++++ Supplied records ++++

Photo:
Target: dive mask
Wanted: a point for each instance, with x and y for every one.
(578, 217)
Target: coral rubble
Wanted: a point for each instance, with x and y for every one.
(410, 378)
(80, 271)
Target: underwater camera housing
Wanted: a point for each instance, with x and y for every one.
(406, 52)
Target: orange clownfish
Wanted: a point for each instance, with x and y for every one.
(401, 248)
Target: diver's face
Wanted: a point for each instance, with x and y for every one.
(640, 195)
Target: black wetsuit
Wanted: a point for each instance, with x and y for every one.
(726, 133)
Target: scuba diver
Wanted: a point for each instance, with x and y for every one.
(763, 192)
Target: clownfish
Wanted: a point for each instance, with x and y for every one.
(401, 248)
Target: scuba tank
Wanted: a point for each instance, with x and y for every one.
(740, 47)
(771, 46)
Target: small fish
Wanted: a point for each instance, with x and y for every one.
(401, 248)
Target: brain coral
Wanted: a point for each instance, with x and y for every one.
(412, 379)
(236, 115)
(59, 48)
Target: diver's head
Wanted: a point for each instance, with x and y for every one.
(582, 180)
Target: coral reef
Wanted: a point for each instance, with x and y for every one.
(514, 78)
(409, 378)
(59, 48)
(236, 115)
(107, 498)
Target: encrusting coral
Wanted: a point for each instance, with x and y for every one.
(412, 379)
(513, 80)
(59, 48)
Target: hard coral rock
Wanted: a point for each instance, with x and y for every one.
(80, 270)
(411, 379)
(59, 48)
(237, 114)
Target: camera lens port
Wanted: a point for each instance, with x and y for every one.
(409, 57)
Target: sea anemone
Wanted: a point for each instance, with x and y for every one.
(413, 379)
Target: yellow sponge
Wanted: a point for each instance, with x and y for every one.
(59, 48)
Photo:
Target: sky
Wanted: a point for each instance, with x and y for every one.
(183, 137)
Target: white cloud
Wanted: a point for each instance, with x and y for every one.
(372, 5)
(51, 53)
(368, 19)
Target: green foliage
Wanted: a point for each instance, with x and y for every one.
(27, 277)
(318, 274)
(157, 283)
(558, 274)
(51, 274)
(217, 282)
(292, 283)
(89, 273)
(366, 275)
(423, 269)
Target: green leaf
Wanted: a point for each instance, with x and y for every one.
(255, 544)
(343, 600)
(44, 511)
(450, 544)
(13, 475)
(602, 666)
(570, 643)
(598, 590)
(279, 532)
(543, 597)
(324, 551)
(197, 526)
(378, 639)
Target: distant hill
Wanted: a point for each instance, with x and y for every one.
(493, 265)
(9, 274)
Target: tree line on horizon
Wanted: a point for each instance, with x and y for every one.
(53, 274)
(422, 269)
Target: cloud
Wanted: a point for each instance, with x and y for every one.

++++

▸ Exercise details: Going down the listing above, begin printing at the line with "Target: distant hill" and finish with the line with "Target: cloud", exactly as they appear.

▸ Result of the task:
Target: distant hill
Wanted: a point for each instance, with x and y for every one.
(493, 265)
(9, 274)
Target: tree line on horizon
Wanted: a point for each instance, with x and y for every one.
(53, 274)
(422, 269)
Target: cloud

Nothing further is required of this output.